- RECORDS SHOWN
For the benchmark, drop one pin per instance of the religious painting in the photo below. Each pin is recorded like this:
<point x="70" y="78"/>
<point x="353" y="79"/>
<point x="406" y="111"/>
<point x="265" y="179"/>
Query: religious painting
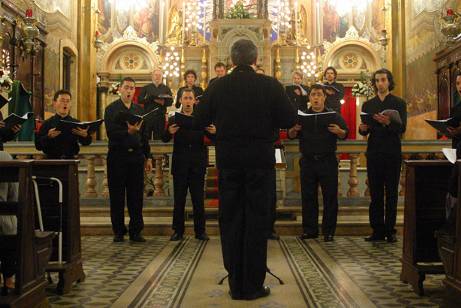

- JOB
Arrange the lines above as a Markdown table with two columns, Row and Line, numbering each row and skipping any blank lines. Leave the picture out of the table.

- ANSWER FOR THIS EXERCISE
| Row | Line |
|---|---|
| 1 | For the benchmark, drop one pin per instance of the religious painting in the photo below. Each pin is recorded like this: |
| 2 | <point x="70" y="78"/> |
| 3 | <point x="353" y="79"/> |
| 4 | <point x="406" y="111"/> |
| 5 | <point x="265" y="179"/> |
| 6 | Query: religious painting |